-- EXERCISE INSTRUCTIONS --
Look through the lines below, find those with the word "that", and copy them.

-- RECORDS SUPPLIED --
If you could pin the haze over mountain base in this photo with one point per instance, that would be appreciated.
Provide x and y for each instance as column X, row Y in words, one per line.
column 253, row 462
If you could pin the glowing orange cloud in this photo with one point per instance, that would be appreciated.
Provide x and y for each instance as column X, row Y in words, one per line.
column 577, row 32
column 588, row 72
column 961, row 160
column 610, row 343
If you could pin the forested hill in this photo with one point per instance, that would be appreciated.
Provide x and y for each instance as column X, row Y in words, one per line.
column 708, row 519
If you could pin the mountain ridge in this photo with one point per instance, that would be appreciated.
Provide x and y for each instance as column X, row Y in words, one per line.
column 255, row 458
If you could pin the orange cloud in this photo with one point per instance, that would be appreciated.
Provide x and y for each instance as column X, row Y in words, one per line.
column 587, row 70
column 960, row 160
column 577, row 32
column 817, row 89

-- WRITTEN ANSWER --
If you could pin the haze over mountain base in this photo with one point per instance, that would be appreciated.
If you could pin the glowing orange cloud in this photo with one point per instance, that would be appreciated.
If you could pin the forested hill in this photo with one point per instance, that would be appreciated.
If you could pin the mountain ridge in this photo with one point per instance, that would be appreciated.
If you could pin the orange cloud in this photo with one point per instance, that would be appreciated.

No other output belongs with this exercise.